_Source document_
Showing posts with label Cirrhosis and fructose. Show all posts
Showing posts with label Cirrhosis and fructose. Show all posts

Wednesday, December 02, 2009

Cirrhosis and fructose

This is the paper for continued speculation about alcoholic and non alcoholic fatty liver disease. Rats again, to begin with!

I was looking at the endotoxin levels (from Table 3) in the blood of rats on various feeding protocols. The correct level of endotoxin in your blood is zero. Endotoxin (gram negative bacterial wall components) belongs in your gut, not in your bloodstream (if endotoxin is in your blood stream one function of LDL cholesterol to mop it up. Hmmm, rosuvastatin triggers diabetes, possibly termed hepatic failure to respond to insulin correctly! Is there a link here?). It's a reasonable marker of increased intestinal permeability and a serious toxin in its own right. Ethanol increases endotoxin blood level markedly in combination with fish oil but only moderately if combined with saturated fat. So, apart from ethanol, fish oil has some influence on the increased intestinal permeability induced by alcohol. That's not too surprising if you read this paper about the effects of DHA in its own right. Now I have no idea of what 100 microM DHA means in terms of drinking a slug of fish oil or how real this cell culture system is in terms of the human gut but I can see that people going the grass fed meat route have less to be concerned about that those of us using fish oil as a supplement. And I'm sure that Christian will love the taurine link! I would suspect that the best time to take DHA might be in association with your main meal of the day if you are looking to "mimic" grass fed meat...


Endotoxin in the blood appears to be one of the best agents to convert a fatty liver to an inflamed fatty liver. The switch from fish oil to saturated fat lowers endotoxin somewhat (about halves it) but markedly reduces the products of the genes controlled by NF-kappaB. I was particularly looking at Table 4 where mRNA for COX-2, the inducible pro inflammatory cyclo-oxygenase enzyme, is reduced to zero and that for TNFalpha is markedly reduced. The mRNA for the housekeeping enzyme COX-1 is unaffected, as you would expect. It's also worth noting that fish oil/dextrose produces a zero level of mRNA for COX-2, rehabilitation fish oil somewhat in the absence of ethanol (or fructose?).


Staying on endotoxin but switching to humans and fructose, we are all well aware that fructose is "associated" with fatty liver and that this association is probably causal.


What I find far more interesting is that fructose is "associated" with increased plasma endotoxin in humans. I haven't found the intervention study to confirm a causal role of fructose on endotoxin uptake but, with the known effects of fructose on clinical NAFLD in humans, I think it will turn out to be the case. Fructose does seem to be the perfect replacement for alcohol if you want a tea-total cirrhotic liver. And be labelled a secret drinker by your hepatologist!


To summarise, both alcohol and fructose cause fatty liver. Both alcohol and fructose allow endotoxin from the gut to the bloodstream. PUFA (certainly omega 3, probably omega 6) enhance intestinal permeability effects. Endotoxin and the lipid peroxides from PUFA activate NF-kappaB. There is a cascade of inflammation in the liver as a consequence of this.

I think it is also worth noting (from table 3 again) that non haem iron is elevated in the livers of those rats with maximum endotoxin absorption. This is another aspect of the common hepatopathy of iron overload which needs thinking about.

_Given information_

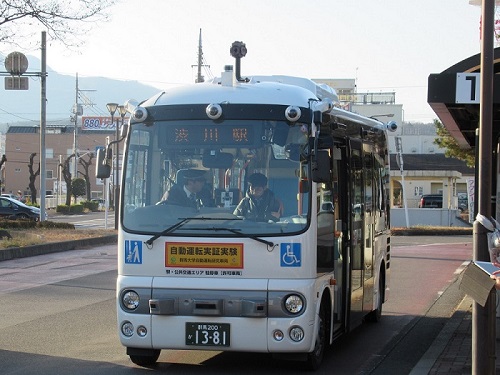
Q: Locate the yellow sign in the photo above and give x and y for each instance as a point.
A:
(203, 255)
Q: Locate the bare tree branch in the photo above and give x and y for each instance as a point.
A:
(64, 21)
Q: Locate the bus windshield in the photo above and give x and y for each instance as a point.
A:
(200, 178)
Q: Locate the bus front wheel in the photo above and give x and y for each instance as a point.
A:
(315, 358)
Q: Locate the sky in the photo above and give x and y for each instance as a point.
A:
(385, 45)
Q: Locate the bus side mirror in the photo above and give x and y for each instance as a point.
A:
(321, 166)
(103, 163)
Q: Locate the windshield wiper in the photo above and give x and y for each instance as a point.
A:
(241, 234)
(180, 224)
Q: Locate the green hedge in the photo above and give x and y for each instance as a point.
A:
(30, 224)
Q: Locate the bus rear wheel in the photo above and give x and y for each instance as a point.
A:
(375, 315)
(315, 358)
(146, 359)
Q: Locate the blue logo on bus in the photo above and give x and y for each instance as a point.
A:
(290, 255)
(133, 252)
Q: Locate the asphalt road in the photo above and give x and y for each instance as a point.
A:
(58, 316)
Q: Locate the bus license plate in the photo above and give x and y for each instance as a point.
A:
(207, 334)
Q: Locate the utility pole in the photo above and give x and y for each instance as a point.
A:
(77, 110)
(483, 318)
(199, 77)
(43, 119)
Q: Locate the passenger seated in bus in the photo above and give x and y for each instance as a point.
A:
(259, 203)
(185, 193)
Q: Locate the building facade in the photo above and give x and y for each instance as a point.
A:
(22, 141)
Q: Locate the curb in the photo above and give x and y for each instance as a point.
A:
(54, 247)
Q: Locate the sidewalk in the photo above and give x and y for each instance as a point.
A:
(451, 351)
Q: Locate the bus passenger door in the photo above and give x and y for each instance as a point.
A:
(356, 208)
(368, 226)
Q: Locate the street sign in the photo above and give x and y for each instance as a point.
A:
(467, 88)
(16, 83)
(16, 63)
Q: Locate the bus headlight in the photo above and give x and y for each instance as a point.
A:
(130, 300)
(296, 334)
(294, 304)
(278, 335)
(142, 331)
(127, 329)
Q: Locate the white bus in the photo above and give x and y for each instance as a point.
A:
(205, 276)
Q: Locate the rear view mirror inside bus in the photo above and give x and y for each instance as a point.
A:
(216, 159)
(292, 151)
(321, 166)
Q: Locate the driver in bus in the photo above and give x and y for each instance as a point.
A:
(185, 193)
(259, 203)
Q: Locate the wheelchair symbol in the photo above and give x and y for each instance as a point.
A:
(290, 255)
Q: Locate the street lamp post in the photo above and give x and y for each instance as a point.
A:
(112, 107)
(122, 111)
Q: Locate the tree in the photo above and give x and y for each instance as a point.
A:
(451, 146)
(78, 187)
(64, 21)
(33, 176)
(86, 164)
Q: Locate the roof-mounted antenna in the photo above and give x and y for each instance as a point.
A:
(238, 50)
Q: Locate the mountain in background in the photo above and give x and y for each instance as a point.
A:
(22, 107)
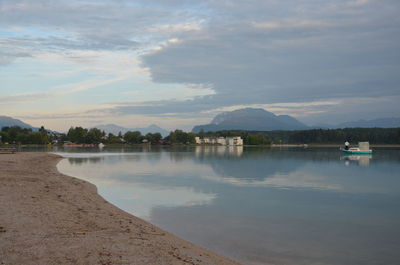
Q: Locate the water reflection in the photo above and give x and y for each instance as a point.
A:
(259, 205)
(362, 160)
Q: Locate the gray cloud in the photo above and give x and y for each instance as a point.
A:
(251, 52)
(286, 51)
(53, 26)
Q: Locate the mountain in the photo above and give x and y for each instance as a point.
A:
(115, 129)
(6, 121)
(375, 123)
(251, 119)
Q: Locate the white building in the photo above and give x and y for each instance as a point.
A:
(232, 141)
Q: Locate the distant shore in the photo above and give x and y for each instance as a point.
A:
(50, 218)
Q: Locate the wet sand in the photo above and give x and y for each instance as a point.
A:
(50, 218)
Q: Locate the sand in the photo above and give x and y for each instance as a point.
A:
(50, 218)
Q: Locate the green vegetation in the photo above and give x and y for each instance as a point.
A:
(180, 137)
(81, 135)
(249, 138)
(17, 134)
(316, 136)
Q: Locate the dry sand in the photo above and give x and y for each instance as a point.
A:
(50, 218)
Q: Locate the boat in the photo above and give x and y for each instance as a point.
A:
(362, 149)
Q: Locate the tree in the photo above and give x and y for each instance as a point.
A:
(133, 137)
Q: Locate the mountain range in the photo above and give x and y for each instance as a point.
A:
(251, 119)
(115, 129)
(6, 121)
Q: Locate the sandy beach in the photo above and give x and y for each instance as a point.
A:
(50, 218)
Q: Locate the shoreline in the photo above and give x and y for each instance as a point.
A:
(50, 218)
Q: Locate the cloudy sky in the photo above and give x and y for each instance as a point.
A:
(178, 63)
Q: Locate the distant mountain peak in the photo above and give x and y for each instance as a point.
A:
(251, 119)
(6, 121)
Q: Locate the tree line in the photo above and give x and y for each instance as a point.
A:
(82, 135)
(315, 136)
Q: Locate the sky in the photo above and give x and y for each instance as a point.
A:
(178, 63)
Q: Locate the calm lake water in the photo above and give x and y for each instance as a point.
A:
(258, 205)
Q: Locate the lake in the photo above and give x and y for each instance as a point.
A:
(257, 205)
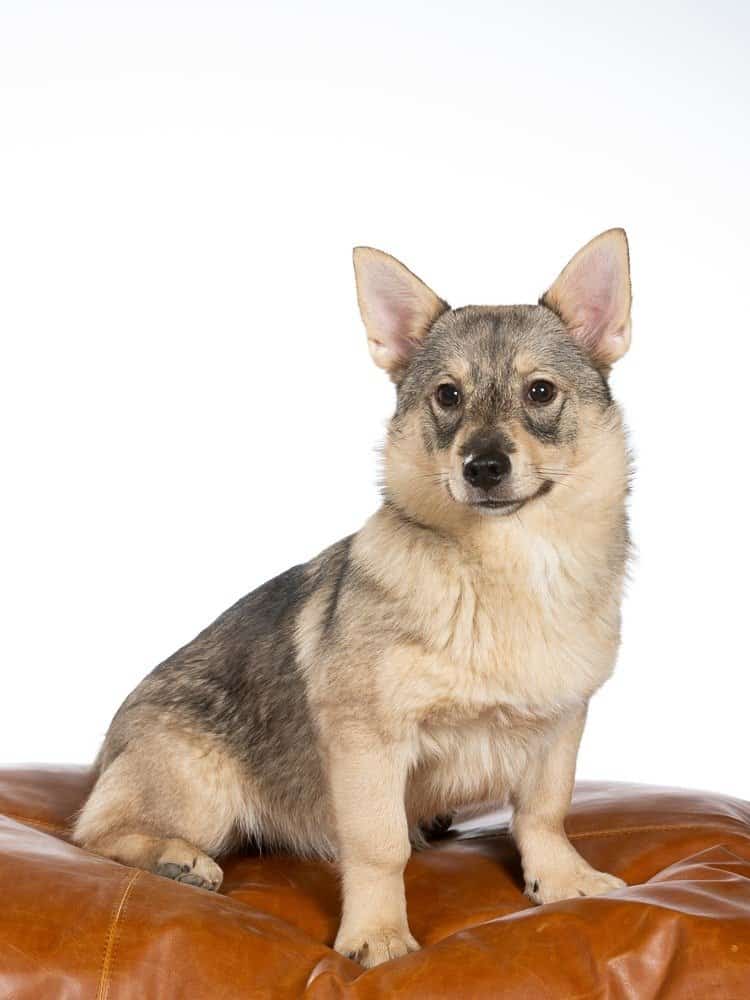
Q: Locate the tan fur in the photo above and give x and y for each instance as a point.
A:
(454, 671)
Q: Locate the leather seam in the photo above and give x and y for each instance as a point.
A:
(651, 829)
(118, 913)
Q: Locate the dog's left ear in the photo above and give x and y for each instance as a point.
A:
(397, 308)
(592, 297)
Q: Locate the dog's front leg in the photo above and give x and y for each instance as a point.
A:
(368, 783)
(552, 868)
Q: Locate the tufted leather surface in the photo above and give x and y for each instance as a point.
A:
(75, 925)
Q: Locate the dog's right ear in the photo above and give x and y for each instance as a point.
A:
(397, 308)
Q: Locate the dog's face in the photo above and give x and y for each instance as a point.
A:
(496, 406)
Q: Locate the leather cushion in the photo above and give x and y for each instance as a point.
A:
(72, 924)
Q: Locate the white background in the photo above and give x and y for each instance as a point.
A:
(187, 402)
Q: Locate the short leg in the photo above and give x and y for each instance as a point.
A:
(173, 858)
(368, 783)
(165, 805)
(553, 869)
(437, 827)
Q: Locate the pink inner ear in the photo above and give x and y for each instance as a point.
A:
(594, 296)
(394, 316)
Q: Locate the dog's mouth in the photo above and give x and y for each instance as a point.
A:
(508, 505)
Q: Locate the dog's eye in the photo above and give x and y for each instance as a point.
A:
(447, 394)
(541, 392)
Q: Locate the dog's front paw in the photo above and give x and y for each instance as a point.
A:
(373, 946)
(582, 880)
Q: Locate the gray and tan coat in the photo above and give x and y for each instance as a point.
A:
(441, 658)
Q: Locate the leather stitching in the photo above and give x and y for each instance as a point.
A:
(740, 830)
(118, 913)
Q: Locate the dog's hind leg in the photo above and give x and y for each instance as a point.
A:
(167, 803)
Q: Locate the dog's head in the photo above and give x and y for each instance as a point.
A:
(498, 407)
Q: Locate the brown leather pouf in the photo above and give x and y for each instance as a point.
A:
(75, 925)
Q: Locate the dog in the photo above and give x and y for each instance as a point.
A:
(441, 658)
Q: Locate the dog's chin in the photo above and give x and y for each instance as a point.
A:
(496, 508)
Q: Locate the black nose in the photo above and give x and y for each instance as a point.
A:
(485, 471)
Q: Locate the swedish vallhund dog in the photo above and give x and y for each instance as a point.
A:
(441, 658)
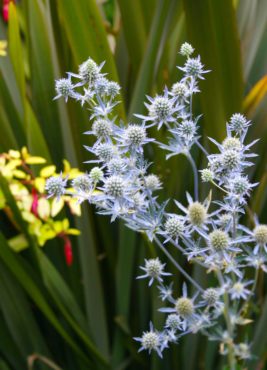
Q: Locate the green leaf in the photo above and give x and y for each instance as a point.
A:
(16, 267)
(16, 310)
(212, 29)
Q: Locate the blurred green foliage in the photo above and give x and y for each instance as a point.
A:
(84, 316)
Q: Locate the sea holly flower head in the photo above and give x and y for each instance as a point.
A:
(154, 270)
(206, 232)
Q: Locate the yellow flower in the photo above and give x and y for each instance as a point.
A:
(3, 46)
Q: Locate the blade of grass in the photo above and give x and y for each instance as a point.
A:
(15, 265)
(147, 69)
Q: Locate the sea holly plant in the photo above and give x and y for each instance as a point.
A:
(207, 232)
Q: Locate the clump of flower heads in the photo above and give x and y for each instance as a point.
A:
(207, 232)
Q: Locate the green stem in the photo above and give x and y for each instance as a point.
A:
(229, 326)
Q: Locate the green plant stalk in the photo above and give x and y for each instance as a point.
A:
(226, 312)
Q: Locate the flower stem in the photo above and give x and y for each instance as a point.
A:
(229, 326)
(176, 264)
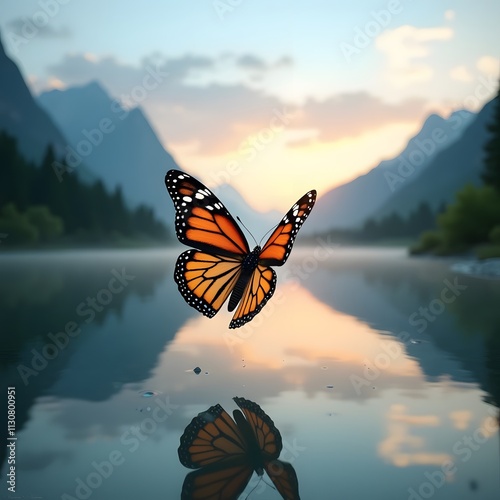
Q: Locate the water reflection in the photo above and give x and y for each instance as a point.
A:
(227, 452)
(355, 400)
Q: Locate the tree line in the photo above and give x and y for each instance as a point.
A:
(37, 208)
(472, 221)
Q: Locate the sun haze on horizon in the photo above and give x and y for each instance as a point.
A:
(265, 95)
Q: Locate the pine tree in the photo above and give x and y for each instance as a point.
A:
(491, 171)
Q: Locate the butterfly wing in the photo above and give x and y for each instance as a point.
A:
(258, 291)
(224, 481)
(279, 245)
(211, 437)
(205, 280)
(267, 435)
(283, 476)
(201, 220)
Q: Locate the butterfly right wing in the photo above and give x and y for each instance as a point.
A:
(224, 481)
(201, 219)
(267, 435)
(258, 291)
(211, 437)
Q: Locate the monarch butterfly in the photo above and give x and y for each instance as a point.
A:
(228, 451)
(221, 263)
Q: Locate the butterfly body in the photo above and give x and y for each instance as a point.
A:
(248, 266)
(221, 265)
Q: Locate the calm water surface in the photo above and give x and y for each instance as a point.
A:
(380, 371)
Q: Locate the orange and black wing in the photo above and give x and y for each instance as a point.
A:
(279, 245)
(211, 437)
(267, 435)
(283, 476)
(201, 220)
(224, 481)
(258, 291)
(205, 280)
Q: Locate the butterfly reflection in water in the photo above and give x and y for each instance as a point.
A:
(222, 264)
(228, 451)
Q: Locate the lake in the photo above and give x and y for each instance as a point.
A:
(381, 372)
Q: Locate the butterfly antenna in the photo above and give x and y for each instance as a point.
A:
(248, 230)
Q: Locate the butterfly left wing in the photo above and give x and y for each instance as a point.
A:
(284, 477)
(201, 219)
(224, 481)
(258, 291)
(205, 280)
(279, 245)
(211, 437)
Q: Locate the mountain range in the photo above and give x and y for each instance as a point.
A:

_Exercises_
a – From the cirrhosis and fructose post, quote the passage between "What I find" and "by your hepatologist!", inclusive.
b – Answer these questions from the cirrhosis and fructose post:
(i) What does it give as the correct level of endotoxin in your blood?
(ii) In Table 4, which mRNA is reduced to zero with the switch from fish oil to saturated fat?
(iii) What is elevated in the livers of the rats with maximum endotoxin absorption?

_Per-task answers_
a –
What I find far more interesting is that fructose is "associated" with increased plasma endotoxin in humans. I haven't found the intervention study to confirm a causal role of fructose on endotoxin uptake but, with the known effects of fructose on clinical NAFLD in humans, I think it will turn out to be the case. Fructose does seem to be the perfect replacement for alcohol if you want a tea-total cirrhotic liver. And be labelled a secret drinker by your hepatologist!

b –
(i) Zero.
(ii) The mRNA for COX-2, the inducible pro inflammatory cyclo-oxygenase enzyme.
(iii) Non haem iron.